• TRECHO SELECIONADO:
----
Foto: Imagem do pintor Eliseu Visconti/Wikipedia Commons

Dias atrás, assistindo a uma videoaula sobre a Revolução Russa, vibrou dentro de mim uma ânsia por saber mais sobre as mulheres invisibilizadas pelo patriarcado ao longo da história.

Tal curiosidade nasceu no momento em que o curso trouxe à luz uma das figuras centrais da Revolução, Alexandra Kollontai, a primeira mulher na história reconhecida como membro de um governo e que há mais de 110 anos lutava, no sentido mais amplo da palavra, pela existência de políticas públicas que possibilitassem uma real emancipação da mulher. E eu sequer conhecia seu nome, e nem lembro de tê-lo ouvido nas aulas de história, ou visto nos livros didáticos. E, então, eu, que sempre odiei rótulos, me vi diante de um impasse: a necessidade de começar a assumir os que me cabiam.

Feminista, existencialista, escritora. Fosse qual fosse a palavra, sempre tinha alguém ali, com o dedo em riste, dizendo que você só podia ser “tal coisa” já que pensava ou fazia outra “tal coisa”. E, então, ao invés de negar, de dizer que não era isso ou aquilo, comecei a gostar de assumir uma postura diferente: “sim, é assim que chamam as pessoas que pensam como eu? Então, eu sou tal coisa, e daí? Qual o problema?”, e quase que imediatamente a distribuição não solicitada de rótulos cessava.

Fenômeno parecido com aquele que acontece quando alguém faz uma piada de cunho preconceituoso e você, sem esboçar nenhum sorriso, diz educadamente: “Me explica por favor, eu não entendi!”, e coloca o piadista numa posição de total desconforto devido à impossibilidade de ofertar uma explicação plausível que justifique a piada preconceituosa que ele, até então, achava engraçada.

Assumindo os meus rótulos, especialmente o de feminista, empreendi nessa busca profunda por saber sobre as mulheres que lutaram antes de mim. Busquei por referências na internet, li diversas matérias sobre o movimento, fiz cursos online, assisti muitos vídeos, comprei diversos livros e, neste mergulho, acabei esbarrando comigo mesma, com a história das mulheres da minha vida, principalmente da minha mãe.

Sabia que, quanto mais embasada fosse minha argumentação diante de um conflito, menos agressivo seria meu posicionamento, menor seria minha necessidade de gritar para que me entendessem, já que eu mesma cheguei numa compreensão mais densa, mais completa. Estudar o feminismo é estudar sobre a vida de outras mulheres, ler sobre outras pessoas, que existiam de formas diferentes, mas que almejavam um sonho de liberdade comum.

A coisa grande desse processo foi o prazer de descobrir tantas mulheres corajosas, tantas mulheres que assumiram riscos absurdos, sofreram consequências devastadoras e, até mesmo, perderam a vida para que nós desfrutássemos hoje de maior autonomia.
----
• REQUISITOS DO EXERCÍCIO:
a: Segundo o texto sobre a descoberta do feminismo, que distinção histórica teve Alexandra Kollontai?
b: Reproduza palavra por palavra o segmento do texto sobre a descoberta do feminismo que vai de “Foto: Imagem do” até “longo da história.”.
c: Dê continuidade ao texto sobre a descoberta do feminismo, começando logo após a última frase apresentada.

Entradas de anotação de pontos em imagens
----
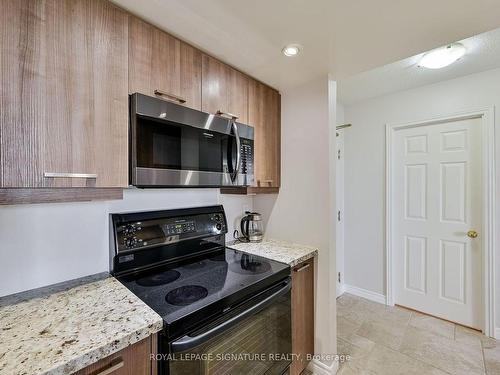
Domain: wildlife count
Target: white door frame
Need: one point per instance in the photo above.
(488, 250)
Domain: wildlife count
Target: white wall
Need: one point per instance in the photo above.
(303, 210)
(365, 165)
(44, 244)
(339, 174)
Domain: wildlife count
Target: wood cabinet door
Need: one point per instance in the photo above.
(264, 114)
(302, 314)
(163, 66)
(64, 99)
(224, 89)
(133, 360)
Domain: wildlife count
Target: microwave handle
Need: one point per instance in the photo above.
(188, 342)
(238, 151)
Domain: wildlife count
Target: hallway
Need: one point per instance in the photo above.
(384, 340)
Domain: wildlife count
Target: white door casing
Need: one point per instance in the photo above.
(439, 186)
(339, 175)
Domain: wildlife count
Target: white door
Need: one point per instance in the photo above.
(437, 200)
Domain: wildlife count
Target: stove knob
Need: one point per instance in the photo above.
(131, 241)
(129, 229)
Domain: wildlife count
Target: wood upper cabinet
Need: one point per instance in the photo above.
(63, 102)
(224, 89)
(133, 360)
(302, 314)
(264, 114)
(162, 65)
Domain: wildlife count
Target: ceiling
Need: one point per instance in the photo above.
(339, 37)
(483, 53)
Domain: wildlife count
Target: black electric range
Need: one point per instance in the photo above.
(176, 261)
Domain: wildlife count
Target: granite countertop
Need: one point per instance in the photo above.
(60, 332)
(280, 251)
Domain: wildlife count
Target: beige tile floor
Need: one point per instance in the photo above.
(384, 340)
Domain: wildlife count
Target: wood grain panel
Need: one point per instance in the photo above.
(135, 359)
(56, 195)
(264, 114)
(159, 61)
(64, 97)
(110, 99)
(302, 314)
(224, 89)
(22, 100)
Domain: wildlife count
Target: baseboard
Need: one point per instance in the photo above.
(320, 368)
(368, 294)
(497, 333)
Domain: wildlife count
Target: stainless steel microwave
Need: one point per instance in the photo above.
(175, 146)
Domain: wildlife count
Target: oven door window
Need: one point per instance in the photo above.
(259, 344)
(167, 145)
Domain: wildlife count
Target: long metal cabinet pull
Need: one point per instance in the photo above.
(305, 266)
(171, 96)
(111, 369)
(227, 114)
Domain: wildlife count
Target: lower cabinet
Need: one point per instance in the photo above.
(133, 360)
(302, 314)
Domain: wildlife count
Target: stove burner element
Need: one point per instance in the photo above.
(248, 265)
(186, 295)
(159, 278)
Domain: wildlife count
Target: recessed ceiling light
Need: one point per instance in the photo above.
(442, 57)
(291, 50)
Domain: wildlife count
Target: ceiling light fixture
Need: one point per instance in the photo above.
(443, 56)
(291, 50)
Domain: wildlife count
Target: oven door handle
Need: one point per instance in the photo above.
(188, 342)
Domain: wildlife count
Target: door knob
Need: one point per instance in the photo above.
(472, 234)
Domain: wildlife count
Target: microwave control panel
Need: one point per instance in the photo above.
(246, 156)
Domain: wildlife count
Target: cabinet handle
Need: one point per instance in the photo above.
(111, 369)
(300, 269)
(69, 175)
(170, 96)
(259, 182)
(227, 114)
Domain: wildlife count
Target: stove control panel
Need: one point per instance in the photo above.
(139, 239)
(152, 232)
(179, 228)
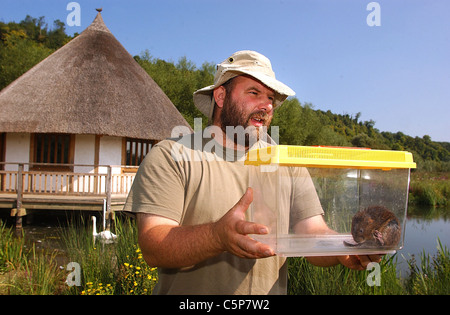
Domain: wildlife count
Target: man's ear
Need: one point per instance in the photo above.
(219, 94)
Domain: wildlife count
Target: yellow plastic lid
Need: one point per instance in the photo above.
(331, 157)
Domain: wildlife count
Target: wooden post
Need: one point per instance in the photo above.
(108, 198)
(19, 213)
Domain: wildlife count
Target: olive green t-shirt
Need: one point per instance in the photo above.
(193, 181)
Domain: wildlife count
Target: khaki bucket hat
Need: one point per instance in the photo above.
(246, 62)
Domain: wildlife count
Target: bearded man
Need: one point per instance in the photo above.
(191, 210)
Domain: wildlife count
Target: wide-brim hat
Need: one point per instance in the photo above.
(246, 62)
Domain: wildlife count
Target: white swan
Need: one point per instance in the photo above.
(104, 236)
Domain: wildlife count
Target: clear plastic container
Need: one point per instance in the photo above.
(295, 187)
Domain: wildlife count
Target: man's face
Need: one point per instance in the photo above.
(249, 104)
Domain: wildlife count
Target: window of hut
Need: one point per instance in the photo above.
(52, 151)
(136, 150)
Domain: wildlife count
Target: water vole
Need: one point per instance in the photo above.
(375, 226)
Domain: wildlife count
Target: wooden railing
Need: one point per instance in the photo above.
(64, 182)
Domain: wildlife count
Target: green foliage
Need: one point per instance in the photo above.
(432, 277)
(179, 81)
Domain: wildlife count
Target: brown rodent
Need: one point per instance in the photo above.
(375, 226)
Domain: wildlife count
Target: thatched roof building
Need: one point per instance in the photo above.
(92, 85)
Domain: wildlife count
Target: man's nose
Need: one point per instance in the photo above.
(266, 105)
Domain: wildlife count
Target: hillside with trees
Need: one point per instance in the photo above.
(26, 43)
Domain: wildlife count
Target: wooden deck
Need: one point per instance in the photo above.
(24, 187)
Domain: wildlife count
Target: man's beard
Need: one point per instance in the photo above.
(240, 130)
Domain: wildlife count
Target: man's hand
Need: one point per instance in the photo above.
(359, 262)
(231, 231)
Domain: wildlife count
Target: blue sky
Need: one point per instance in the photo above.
(397, 74)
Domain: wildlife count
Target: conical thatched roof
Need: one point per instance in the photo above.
(92, 85)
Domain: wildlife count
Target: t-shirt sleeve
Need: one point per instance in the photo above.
(158, 187)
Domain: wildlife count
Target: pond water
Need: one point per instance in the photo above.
(422, 231)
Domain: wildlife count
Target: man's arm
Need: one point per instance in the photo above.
(164, 243)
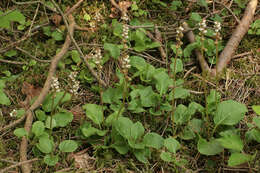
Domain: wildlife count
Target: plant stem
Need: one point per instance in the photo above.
(173, 89)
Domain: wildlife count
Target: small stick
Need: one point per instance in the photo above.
(13, 62)
(203, 63)
(31, 56)
(18, 164)
(74, 7)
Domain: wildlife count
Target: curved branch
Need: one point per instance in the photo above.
(26, 168)
(237, 36)
(203, 63)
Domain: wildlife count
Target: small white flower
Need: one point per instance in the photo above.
(13, 113)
----
• RESPOSTAS ESCRITAS:
a: Foi a primeira mulher na história reconhecida como membro de um governo.

b:
Foto: Imagem do pintor Eliseu Visconti/Wikipedia Commons

Dias atrás, assistindo a uma videoaula sobre a Revolução Russa, vibrou dentro de mim uma ânsia por saber mais sobre as mulheres invisibilizadas pelo patriarcado ao longo da história.

c:
Prazer que eu não sentia há tempos aprendendo algo. Me via a cada dia mais ávida por novas informações, por entender o passado, por conhecer os rostos e nomes daquelas mulheres inacreditáveis. A cada novo nome, a cada novo fato, foto, direito conquistado, grito dado, eu me sentia mais forte, como se todas elas me dessem permissão para seguir lutando por igualdade, pela independência de ir e vir, sem o medo intrínseco que acompanha o “ser mulher” dentro do sistema em que vivemos.

Comecei a pensar que, talvez, todo o esforço empregado ao longo dos séculos para nos manterem afastadas dos espaços públicos e de poder, vem intimamente ligado ao medo de toda uma força ancestral que nos preenche, e nos sustenta.

A história da humanidade é, sobretudo, uma história de luta de classes. Uma luta de um grupo oprimido contra um grupo opressor e privilegiado. E como diz Engels, dentro desta perspectiva, a primeira forma de opressão foi dos homens sobre as mulheres, e nós estamos cansadas, cada dia mais, e a cada nova conquista um novo grito é liberto, e a cada novo direito, nossos olhos tornam-se mais atentos.

Hoje mesmo, em algum lugar, nasce uma nova revolucionária. Mulheres levantam todos os dias de suas camas para encarar transportes públicos lotados e poder sustentar a família, às vezes sozinha, como as quase trinta milhões de mulheres que chefiam famílias no nosso país. Enfrentando, diariamente, o medo de vestir uma pele que a coloca numa posição de objeto. O homem, sujeito de desejo, a mulher, objeto. E seguimos lutando pelo direito de existir, sem que tentem nos convencer que somos de algum modo inferiores, porque não somos.

Foi-se o tempo em que a força física, que geralmente é maior nos homens, era válida como parâmetro de distinção para hierarquizar um grupo. Agora, não precisamos provar através de brutalidade qual lugar nos cabe, não é necessário subjugar o mais fraco para merecer uma posição de poder.

Hoje, com ferramentas, tecnologia e muitas conquistas forjadas sobre o sangue e o suor de muitas mulheres, podemos mostrar que nossas competências e vontades são suficientes para que possamos ocupar os espaços que quisermos, e sermos o que desejarmos.

Que ensinemos nossas meninas, desde cedo, que não se deve temer a ponto de calar, que não se deve aceitar que nos digam onde devemos e merecemos estar. Como disse Frida Kahlo, é preciso ser mulher por muitos anos para desaprender as coisas pelas quais nos ensinaram a pedir desculpas.

Não vamos mais nos desculpar por existir. Queremos apenas que saibam, todos, que também somos capazes, todos, por que somos intrinsecamente iguais.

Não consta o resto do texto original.